Available records start
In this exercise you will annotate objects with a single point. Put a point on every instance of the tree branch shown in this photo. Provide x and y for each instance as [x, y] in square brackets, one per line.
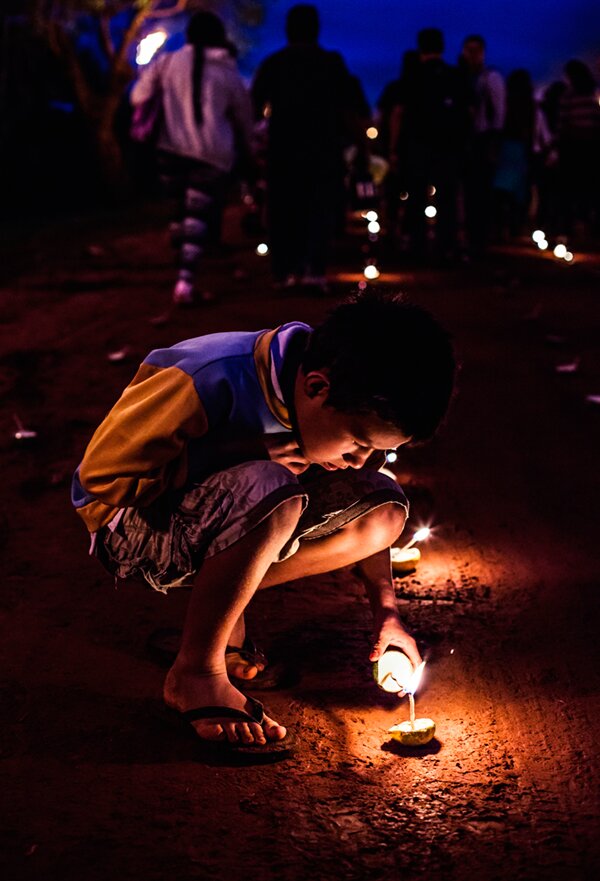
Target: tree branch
[105, 35]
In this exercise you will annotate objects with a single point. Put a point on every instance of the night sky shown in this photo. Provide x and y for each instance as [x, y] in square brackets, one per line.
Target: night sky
[372, 34]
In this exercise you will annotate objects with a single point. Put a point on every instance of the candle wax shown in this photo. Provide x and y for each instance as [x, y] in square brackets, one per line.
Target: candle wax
[413, 733]
[404, 559]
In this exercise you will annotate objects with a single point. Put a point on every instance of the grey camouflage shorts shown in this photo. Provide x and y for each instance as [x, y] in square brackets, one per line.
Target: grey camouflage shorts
[166, 542]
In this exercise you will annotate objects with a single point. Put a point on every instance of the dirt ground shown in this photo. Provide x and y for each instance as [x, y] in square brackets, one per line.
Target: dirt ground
Available records end
• What is expected
Edit the records above so that "single point" becomes "one point" everywhere, with everything else unchanged. Leave the pictures out of your answer.

• Worked answer
In this exercise you will annotate objects with a one point. Put a point on every instance of the tree branch shown in this photo. Provide x and y for each instance as [x, y] in square brackets, one per line.
Target: tree branch
[105, 35]
In this exercise you will annotate objects with a one point. Put a point on every instance of the night sky shown in this photo. Provide x and y for each instance as [x, y] in square brackets, one per line.
Target: night sky
[372, 34]
In this exercise you will annotate objects with a one point. Put a point on every instance of the candle wax shown in this photo. Provide x and y for each instance as [x, y] in square brackets, one per line.
Target: candle wax
[413, 733]
[404, 559]
In this exercise you will annotate objects with a one point. Put a point on every instance of the grey camouflage shorts shown in this photo. Provide x and y for each instance as [x, y] in square brackets, one per line.
Target: grey camouflage shorts
[166, 542]
In this exercise you will annotate objects with a one point. Put a point on every instance of the dirt ground shown in this photo. Provide x and y for each instance as [x, y] in square brackets, one per line.
Target: dirt ground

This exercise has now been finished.